[Record set]
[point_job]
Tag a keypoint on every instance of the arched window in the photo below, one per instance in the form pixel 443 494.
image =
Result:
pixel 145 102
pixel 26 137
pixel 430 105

[Your goal]
Restate the records in full, keeping every word as it is.

[Solution to this exercise]
[point_job]
Tag a keypoint on every instance of the arched window in the photo below, one per instance in the form pixel 443 494.
image =
Result:
pixel 145 102
pixel 26 137
pixel 430 105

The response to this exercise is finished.